> _EXERCISE INSTRUCTIONS_
Please transcribe every line of the records below with no changes, leaving the pictures out of your answer.

* START PROVIDED RECORDS *

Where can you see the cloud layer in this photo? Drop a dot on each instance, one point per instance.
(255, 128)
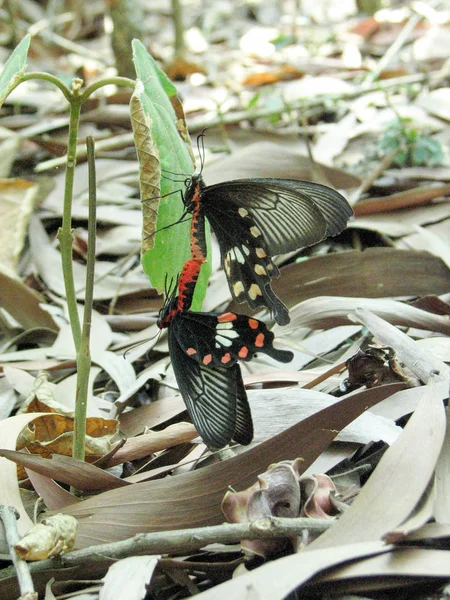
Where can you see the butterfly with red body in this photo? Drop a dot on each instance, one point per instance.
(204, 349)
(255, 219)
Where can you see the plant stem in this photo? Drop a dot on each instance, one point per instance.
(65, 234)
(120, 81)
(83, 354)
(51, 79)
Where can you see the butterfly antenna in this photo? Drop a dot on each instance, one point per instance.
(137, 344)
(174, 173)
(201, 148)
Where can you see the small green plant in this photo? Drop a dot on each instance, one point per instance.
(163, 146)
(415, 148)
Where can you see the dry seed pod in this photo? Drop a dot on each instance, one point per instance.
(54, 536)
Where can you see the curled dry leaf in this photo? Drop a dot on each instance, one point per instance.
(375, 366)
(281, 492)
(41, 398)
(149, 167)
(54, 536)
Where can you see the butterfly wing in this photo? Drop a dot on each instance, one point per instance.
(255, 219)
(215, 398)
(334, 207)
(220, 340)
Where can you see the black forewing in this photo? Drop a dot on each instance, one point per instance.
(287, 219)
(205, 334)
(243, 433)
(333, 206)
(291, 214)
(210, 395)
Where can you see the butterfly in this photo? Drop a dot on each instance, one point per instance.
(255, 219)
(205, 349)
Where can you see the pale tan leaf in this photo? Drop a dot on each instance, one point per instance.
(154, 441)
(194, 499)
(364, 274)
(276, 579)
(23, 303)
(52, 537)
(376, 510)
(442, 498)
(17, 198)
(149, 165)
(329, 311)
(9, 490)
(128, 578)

* END PROVIDED RECORDS *

> _RESPONSE TO THE EXERCISE_
Where can you see the cloud layer in this photo? Drop a dot on each instance, one point per instance.
(255, 128)
Where can you see the butterfly with red body in this photo? Drop a dot on each instance, one point per instance.
(204, 349)
(255, 219)
Where can you see the plant stem in this photo? Drop a dot on each instance, one point per instance.
(65, 234)
(120, 81)
(83, 354)
(51, 79)
Where can you see the butterfly antenna in this photo? Drop a dot on each instance, one point per instance.
(137, 344)
(174, 173)
(201, 148)
Where can you see the small green plant in this photo? Drop a dot on each instance, one point per instance.
(163, 146)
(415, 148)
Where can you see the dry seed pod in this photo? Drop a dot on each instance, one point per instance.
(54, 536)
Where can you see the curled dry leaf in this photo? Drop a dot on each instance, one point per instance.
(375, 366)
(281, 492)
(41, 398)
(149, 167)
(54, 536)
Where can you see the butterfly wing in this photo? Drop a dot on each instance, one point per instance.
(255, 219)
(215, 398)
(334, 207)
(220, 340)
Where can you see the black forewing in this photo? Drop a dot on each instance, one point per instance.
(287, 219)
(205, 334)
(243, 433)
(333, 206)
(291, 214)
(210, 395)
Where can you see the butterfly in this photo? Drop a dot on each instance, one point per instance.
(255, 219)
(205, 349)
Where can you see the pale tan leaf in this photo? Drop a dot on each instance, one point per instance.
(154, 441)
(194, 499)
(364, 274)
(276, 579)
(23, 303)
(52, 537)
(376, 510)
(442, 498)
(17, 198)
(149, 165)
(329, 311)
(9, 490)
(128, 578)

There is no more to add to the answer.